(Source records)
______
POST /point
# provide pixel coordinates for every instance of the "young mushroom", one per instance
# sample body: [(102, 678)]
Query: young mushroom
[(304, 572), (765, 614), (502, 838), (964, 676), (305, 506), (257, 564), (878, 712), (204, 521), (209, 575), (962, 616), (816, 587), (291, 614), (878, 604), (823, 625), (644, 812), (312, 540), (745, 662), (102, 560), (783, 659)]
______
== To do ==
Each record above needs to be transcribed word for word.

== Answer box ==
POST /point
# provide pixel coordinates for every instance of the "young mushroom", one per instance
# sample body: [(102, 678)]
Query: young mushroom
[(304, 572), (765, 614), (502, 838), (964, 676), (305, 506), (257, 564), (878, 712), (204, 521), (209, 575), (962, 616), (816, 587), (291, 614), (878, 604), (823, 625), (644, 812), (312, 540), (745, 662), (102, 560), (783, 659)]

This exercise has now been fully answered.